## Aim of the task:
Print the lines below exactly as written, with none missing.

## Records for processing:
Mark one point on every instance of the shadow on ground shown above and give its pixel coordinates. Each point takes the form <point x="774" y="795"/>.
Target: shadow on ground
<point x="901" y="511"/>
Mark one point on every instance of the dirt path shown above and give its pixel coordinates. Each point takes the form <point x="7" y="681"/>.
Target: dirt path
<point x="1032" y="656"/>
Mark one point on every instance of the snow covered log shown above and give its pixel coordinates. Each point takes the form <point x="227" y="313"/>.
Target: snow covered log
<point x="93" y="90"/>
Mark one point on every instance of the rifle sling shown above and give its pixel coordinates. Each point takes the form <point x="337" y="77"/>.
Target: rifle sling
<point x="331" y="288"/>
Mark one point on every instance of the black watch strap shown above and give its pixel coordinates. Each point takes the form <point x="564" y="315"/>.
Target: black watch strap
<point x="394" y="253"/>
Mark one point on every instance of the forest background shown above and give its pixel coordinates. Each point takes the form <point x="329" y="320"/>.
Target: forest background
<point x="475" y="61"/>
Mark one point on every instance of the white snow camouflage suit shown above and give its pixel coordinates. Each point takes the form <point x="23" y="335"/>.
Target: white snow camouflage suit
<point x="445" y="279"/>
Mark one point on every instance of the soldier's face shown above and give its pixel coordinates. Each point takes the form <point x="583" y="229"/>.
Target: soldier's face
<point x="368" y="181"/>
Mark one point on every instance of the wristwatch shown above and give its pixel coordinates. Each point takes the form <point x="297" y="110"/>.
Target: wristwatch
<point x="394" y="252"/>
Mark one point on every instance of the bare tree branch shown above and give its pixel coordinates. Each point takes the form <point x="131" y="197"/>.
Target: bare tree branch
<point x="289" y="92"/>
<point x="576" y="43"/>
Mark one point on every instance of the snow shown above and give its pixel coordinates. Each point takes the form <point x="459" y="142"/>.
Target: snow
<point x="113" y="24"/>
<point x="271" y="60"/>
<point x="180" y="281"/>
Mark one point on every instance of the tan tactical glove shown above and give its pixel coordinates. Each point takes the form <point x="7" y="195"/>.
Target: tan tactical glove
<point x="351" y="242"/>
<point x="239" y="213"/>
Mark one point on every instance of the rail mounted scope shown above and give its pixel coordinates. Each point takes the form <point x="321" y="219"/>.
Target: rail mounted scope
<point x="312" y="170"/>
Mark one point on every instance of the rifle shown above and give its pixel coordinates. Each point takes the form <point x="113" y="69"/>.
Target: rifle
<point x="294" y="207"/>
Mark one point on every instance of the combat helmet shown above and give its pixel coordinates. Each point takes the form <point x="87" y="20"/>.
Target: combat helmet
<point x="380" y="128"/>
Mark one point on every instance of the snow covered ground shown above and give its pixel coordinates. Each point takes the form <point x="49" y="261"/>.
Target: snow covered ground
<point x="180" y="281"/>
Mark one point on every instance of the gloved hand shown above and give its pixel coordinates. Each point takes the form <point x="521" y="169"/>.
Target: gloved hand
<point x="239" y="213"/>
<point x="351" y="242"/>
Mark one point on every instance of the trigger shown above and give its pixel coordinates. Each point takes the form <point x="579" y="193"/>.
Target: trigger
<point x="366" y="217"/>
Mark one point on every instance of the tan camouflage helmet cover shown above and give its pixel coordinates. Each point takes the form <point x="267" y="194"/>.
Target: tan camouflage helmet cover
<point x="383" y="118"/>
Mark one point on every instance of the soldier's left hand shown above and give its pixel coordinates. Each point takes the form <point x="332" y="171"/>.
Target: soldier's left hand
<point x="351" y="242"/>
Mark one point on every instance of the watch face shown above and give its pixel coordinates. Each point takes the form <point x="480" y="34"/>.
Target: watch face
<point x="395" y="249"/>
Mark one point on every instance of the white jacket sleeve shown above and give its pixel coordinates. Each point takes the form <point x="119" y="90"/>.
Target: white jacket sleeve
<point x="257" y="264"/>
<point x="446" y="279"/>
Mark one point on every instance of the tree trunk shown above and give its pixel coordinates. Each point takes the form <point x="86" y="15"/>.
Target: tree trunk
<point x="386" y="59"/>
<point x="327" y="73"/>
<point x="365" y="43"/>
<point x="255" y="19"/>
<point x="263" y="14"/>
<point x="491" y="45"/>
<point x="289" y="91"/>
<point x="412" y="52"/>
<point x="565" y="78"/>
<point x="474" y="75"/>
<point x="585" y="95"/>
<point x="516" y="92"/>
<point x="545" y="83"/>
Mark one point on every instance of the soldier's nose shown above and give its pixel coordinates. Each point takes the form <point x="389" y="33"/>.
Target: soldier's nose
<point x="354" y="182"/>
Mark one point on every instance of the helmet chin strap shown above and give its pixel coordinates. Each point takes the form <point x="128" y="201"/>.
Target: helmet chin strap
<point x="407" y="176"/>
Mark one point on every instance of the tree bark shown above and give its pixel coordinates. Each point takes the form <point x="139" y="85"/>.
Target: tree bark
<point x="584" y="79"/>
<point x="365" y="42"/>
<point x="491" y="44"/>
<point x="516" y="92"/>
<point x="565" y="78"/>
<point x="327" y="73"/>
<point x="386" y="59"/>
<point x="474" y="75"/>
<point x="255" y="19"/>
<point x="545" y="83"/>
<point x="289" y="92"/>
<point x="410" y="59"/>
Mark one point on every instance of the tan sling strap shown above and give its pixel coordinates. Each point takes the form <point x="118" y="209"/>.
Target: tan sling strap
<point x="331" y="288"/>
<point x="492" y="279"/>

## Result of this task:
Mark one point on every instance of the shadow on ground shown above and give its pixel coordinates. Each point takes the form <point x="774" y="795"/>.
Target: shadow on ground
<point x="901" y="511"/>
Mark one point on every instance of the dirt path shown above and give its pixel coordinates. Each point takes the form <point x="7" y="681"/>.
Target: dirt path
<point x="1032" y="656"/>
Mark one point on every instance of the snow covered log shown above and give its pixel coordinates. Each point takes the form <point x="227" y="313"/>.
Target: snow covered log
<point x="93" y="90"/>
Mark one point on every instance of the rifle sling shown above and give its pixel coordinates. Each point takes the form <point x="337" y="77"/>.
Target: rifle sling
<point x="331" y="288"/>
Mark one point on every instance of the black watch strap shown above and give its pixel coordinates. Each point takes the form <point x="564" y="315"/>.
Target: black watch strap
<point x="394" y="253"/>
Mark one point on every instance of the forest background shown above and give its pixel coordinates. Each point takes the form <point x="329" y="320"/>.
Target: forest background
<point x="475" y="61"/>
Mark one point on every instance of the white snow camouflage suit shown above and give its pixel coordinates. Each point takes the form <point x="23" y="335"/>.
Target: white snow camouflage suit
<point x="445" y="279"/>
Mark one point on every instance of the soldier's face shown above and give its pixel coordinates. Each point takes the form <point x="583" y="229"/>.
Target: soldier's face
<point x="368" y="181"/>
Mark one point on every instance of the wristwatch shown above and give its pixel coordinates. Each point takes the form <point x="297" y="110"/>.
Target: wristwatch
<point x="394" y="252"/>
Mark one point on every instance of the bare tree branch shown above and give its pixel coordinates. Each point takes the form <point x="131" y="197"/>.
Target: bare tree branch
<point x="289" y="92"/>
<point x="576" y="43"/>
Mark one point on every instance of the snow shown above and give its pixel coordinates. Each point takes the form <point x="459" y="142"/>.
Target: snow
<point x="113" y="24"/>
<point x="271" y="60"/>
<point x="180" y="281"/>
Mark one point on every instance of the tan tactical glove shown above and give its pixel coordinates. Each point takes the form <point x="7" y="195"/>.
Target: tan tactical glove
<point x="351" y="242"/>
<point x="239" y="213"/>
Mark one point on every instance of the rail mounted scope shown above and give its pixel coordinates. Each point takes the form <point x="321" y="219"/>.
Target: rail mounted scope
<point x="312" y="170"/>
Mark one point on every instance of the rifle shown above and give its pixel coordinates. Each point takes the form <point x="113" y="69"/>.
Target: rifle
<point x="294" y="207"/>
Mark one point on every instance of the combat helmet shown above and give its pixel coordinates. Each point takes the form <point x="87" y="20"/>.
Target: combat helmet
<point x="380" y="128"/>
Mark one point on every instance of the snow covered ground shown above and give its pixel coordinates. Each point takes the form <point x="49" y="261"/>.
Target: snow covered ground
<point x="180" y="281"/>
Mark one point on every instance of the gloved hand shown above and give its pixel coordinates. Each point takes the form <point x="521" y="169"/>.
Target: gloved hand
<point x="239" y="213"/>
<point x="351" y="242"/>
Mark one point on every instance of the trigger shown above and give its pixel coordinates. Each point takes the form <point x="579" y="193"/>.
Target: trigger
<point x="366" y="217"/>
Mark one point on every instance of the tan camouflage helmet cover shown above and give its pixel coordinates. Each point takes the form <point x="267" y="194"/>.
Target: tan camouflage helmet cover
<point x="383" y="118"/>
Mark one point on every instance of the soldier's left hand shown above and give its pixel coordinates. Each point takes the form <point x="332" y="171"/>.
Target: soldier's left hand
<point x="351" y="242"/>
Mark one point on every instance of the watch face shown above and give its pixel coordinates. Each point takes the form <point x="480" y="34"/>.
Target: watch face
<point x="395" y="249"/>
Mark one point on every instance of the white jacket sleeve shown above and give its pixel coordinates. Each point takes the form <point x="119" y="90"/>.
Target: white jacket sleeve
<point x="257" y="264"/>
<point x="446" y="279"/>
Mark one point on every instance of the tree trunk shown above and give its pixel coordinates. Each point takes the form <point x="86" y="15"/>.
Target: tree trunk
<point x="386" y="59"/>
<point x="327" y="73"/>
<point x="365" y="43"/>
<point x="255" y="19"/>
<point x="263" y="14"/>
<point x="491" y="45"/>
<point x="289" y="91"/>
<point x="412" y="52"/>
<point x="565" y="78"/>
<point x="474" y="75"/>
<point x="585" y="95"/>
<point x="516" y="92"/>
<point x="545" y="83"/>
Mark one point on every instance of the soldier's nose shown above and give its pixel coordinates. Each point takes the form <point x="389" y="33"/>.
Target: soldier's nose
<point x="354" y="182"/>
Mark one point on every instance of the helmet chin strap shown above and give its pixel coordinates. Each point takes the form <point x="128" y="201"/>.
Target: helmet chin strap
<point x="407" y="176"/>
Mark one point on every instance of the tree bark shown above and give its pixel coordinates. Each point takes the form <point x="139" y="85"/>.
Target: tree bark
<point x="584" y="79"/>
<point x="365" y="42"/>
<point x="491" y="44"/>
<point x="516" y="92"/>
<point x="565" y="78"/>
<point x="327" y="73"/>
<point x="386" y="59"/>
<point x="474" y="75"/>
<point x="255" y="19"/>
<point x="545" y="83"/>
<point x="289" y="92"/>
<point x="410" y="59"/>
Mark one point on every instance of the tan sling strap shown above and give its pixel coordinates. Each point takes the form <point x="118" y="209"/>.
Target: tan sling strap
<point x="331" y="288"/>
<point x="492" y="279"/>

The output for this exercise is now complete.